-------- EXTRACT --------
Having regular health checks can help you can stay at the top of your game, and catch problems early
Here are some of the things you should consider talking to your general practitioner (GP) about.
Immunisation is a safe and scientifically proven way to protect yourself from diseases that can be harmful – and even deadly – for older people. Talk to your GP about what vaccines might be right for your health, age, lifestyle and occupation.
Two vaccines in particular are recommended for older people: influenza (flu) and shingles.
You need to get a flu shot every year, because different strains of the virus are active each flu season. Flu shots are free for people over 65.
Even if you’ve had shingles before, you should still have the shingles vaccine, which is free for people aged 70-79.
Heart attack is the biggest killer of men and women in Australia, and it often strikes with no warning signs. As you get older, your risk of heart disease increases. The risk is also higher for men, and for people with a family history of heart disease.
There are some risk factors that you can change, however. These include poor diet, smoking, high total cholesterol, high blood pressure, diabetes, physical inactivity and being overweight. Depression and social isolation also increase your risk of heart disease.
When you talk to your GP about heart health, some of the tests they might recommend include a blood pressure test, a coronary angiogram or an electrocardiogram (ECG).
As you get older, you need to get your eyes checked regularly.
Optometrists recommend being tested at least every two years. You may need to be tested more often if you’ve had a stroke or have diabetes, high blood pressure or a neurological condition.
As well as measuring how well you see, eye tests monitor how your eyes react to light and movement, the pressure inside your eye, and examine the surface of your eyes with a microscope.
--------
EXERCISE SET
**a)** Reproduce everything in the health checks text from "There are some" down to "an electrocardiogram (ECG).".
**b)** In the health checks text, which age group can get the shingles vaccine for free?
-------- LISTED ENTRIES --------
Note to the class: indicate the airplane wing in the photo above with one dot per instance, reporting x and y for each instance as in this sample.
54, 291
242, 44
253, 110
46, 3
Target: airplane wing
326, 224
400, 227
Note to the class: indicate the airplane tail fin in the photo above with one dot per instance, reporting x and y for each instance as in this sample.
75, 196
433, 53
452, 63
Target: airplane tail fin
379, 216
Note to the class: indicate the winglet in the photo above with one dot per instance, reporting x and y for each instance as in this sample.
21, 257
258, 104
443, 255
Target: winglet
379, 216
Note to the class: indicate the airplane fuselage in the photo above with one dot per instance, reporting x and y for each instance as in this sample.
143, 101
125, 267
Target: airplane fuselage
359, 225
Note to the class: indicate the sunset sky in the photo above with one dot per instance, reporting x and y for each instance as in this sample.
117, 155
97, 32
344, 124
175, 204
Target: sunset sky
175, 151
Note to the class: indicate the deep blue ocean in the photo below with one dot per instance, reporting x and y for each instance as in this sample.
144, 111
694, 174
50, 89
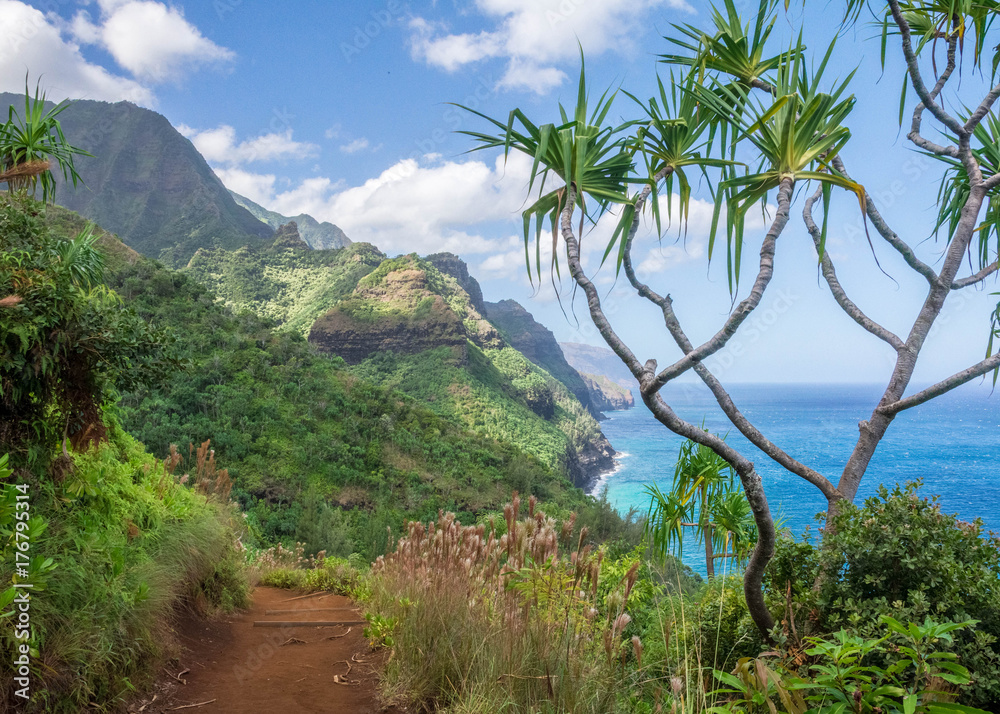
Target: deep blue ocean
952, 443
--------
-------- LISTED ENTRIES --------
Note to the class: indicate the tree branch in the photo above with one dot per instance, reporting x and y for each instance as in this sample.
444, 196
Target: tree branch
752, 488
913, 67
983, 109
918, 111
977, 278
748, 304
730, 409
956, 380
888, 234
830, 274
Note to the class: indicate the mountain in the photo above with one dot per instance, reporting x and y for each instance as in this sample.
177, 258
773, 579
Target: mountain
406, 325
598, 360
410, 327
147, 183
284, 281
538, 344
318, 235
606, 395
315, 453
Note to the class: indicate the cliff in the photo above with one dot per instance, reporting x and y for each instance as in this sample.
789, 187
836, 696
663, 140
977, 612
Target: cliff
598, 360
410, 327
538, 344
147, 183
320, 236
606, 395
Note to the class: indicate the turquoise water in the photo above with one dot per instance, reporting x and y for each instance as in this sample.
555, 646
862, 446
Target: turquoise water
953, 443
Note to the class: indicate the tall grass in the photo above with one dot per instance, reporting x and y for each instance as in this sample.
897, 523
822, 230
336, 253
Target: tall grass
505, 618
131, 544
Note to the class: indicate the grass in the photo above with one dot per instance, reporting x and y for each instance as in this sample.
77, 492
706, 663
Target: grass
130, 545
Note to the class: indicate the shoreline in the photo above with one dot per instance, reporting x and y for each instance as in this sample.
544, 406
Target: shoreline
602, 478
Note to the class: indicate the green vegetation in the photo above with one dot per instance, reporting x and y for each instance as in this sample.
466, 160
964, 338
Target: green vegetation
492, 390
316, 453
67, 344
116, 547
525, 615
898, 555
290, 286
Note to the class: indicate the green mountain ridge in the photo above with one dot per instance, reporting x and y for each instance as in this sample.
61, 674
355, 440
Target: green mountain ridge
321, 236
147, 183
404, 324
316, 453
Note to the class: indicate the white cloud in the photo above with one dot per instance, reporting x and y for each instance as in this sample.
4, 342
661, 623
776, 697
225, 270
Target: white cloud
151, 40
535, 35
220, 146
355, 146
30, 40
--------
EXPECTED RESPONSES
**a)**
There are some risk factors that you can change, however. These include poor diet, smoking, high total cholesterol, high blood pressure, diabetes, physical inactivity and being overweight. Depression and social isolation also increase your risk of heart disease.
When you talk to your GP about heart health, some of the tests they might recommend include a blood pressure test, a coronary angiogram or an electrocardiogram (ECG).

**b)** People aged 70-79.